__TUGAS SINGKAT__:
Bisakah Anda menyalin kata demi kata bagian teks tentang pilihan Man of the Year majalah Time, antara "Digital People, Digital" dan "di musin hujan.", termasuk kedua ujungnya?

__TEKS YANG DISEDIAKAN__:
· · · · · · ·

Rabu, 26 September 2007

Digital People, Digital World


JANGAN bingung menyimak cover majalan Time di samping kiri itu. Kalau biasanya setiap tahun Time memilih sosok tertentu sebagai Man of the Year, pada 2007 justru tidak ada tokoh dunia yang dipilih sebagai Man of the Year 2006.
Lho apa yang tejadi? Time memilih masyarakat yang disimbolkan dengan kata "You (Anda)" sebagai sebagai Man of the Year. Alasannya, pada 2006 orang dapat dengan mudah mengekpresikan dirinya sendiri, baik dalam bentuk opini, uneg-uneg, maupun buah pikiran, dan lain, di internet setelah munculnya web 2.0. Berbagai blog alias website pribadi bermunculan bak cendawan di musin hujan.
Tak heran, IFRA, sebuah organisasi para penerbit internasional mengundang para penerbit dan editor in chief (pemimpin redaksi) untuk menghadiri sebuah konferensi di Dublin, Irlandia, 8-9 November 2007 mendatang. Saya tahu adanya acara itu setelah membaca sepucuk undangan yang tergeletak di meja kerja saya.

· · · · · · ·

__DATA YANG DITAMPILKAN__:
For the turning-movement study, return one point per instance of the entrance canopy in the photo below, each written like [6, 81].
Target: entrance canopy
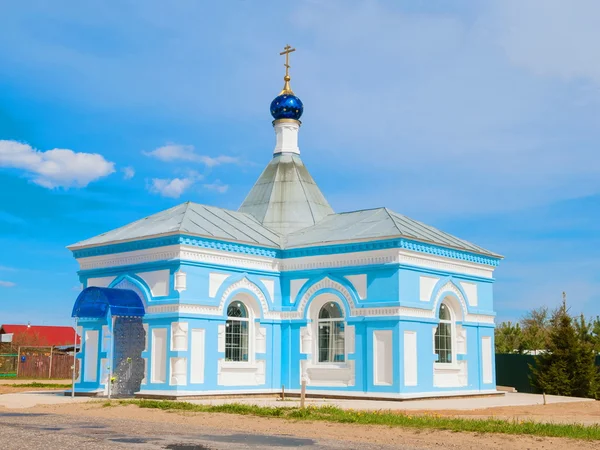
[97, 302]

· · · · · · ·

__TUGAS SELESAI__:
Digital People, Digital World


JANGAN bingung menyimak cover majalan Time di samping kiri itu. Kalau biasanya setiap tahun Time memilih sosok tertentu sebagai Man of the Year, pada 2007 justru tidak ada tokoh dunia yang dipilih sebagai Man of the Year 2006.
Lho apa yang tejadi? Time memilih masyarakat yang disimbolkan dengan kata "You (Anda)" sebagai sebagai Man of the Year. Alasannya, pada 2006 orang dapat dengan mudah mengekpresikan dirinya sendiri, baik dalam bentuk opini, uneg-uneg, maupun buah pikiran, dan lain, di internet setelah munculnya web 2.0. Berbagai blog alias website pribadi bermunculan bak cendawan di musin hujan.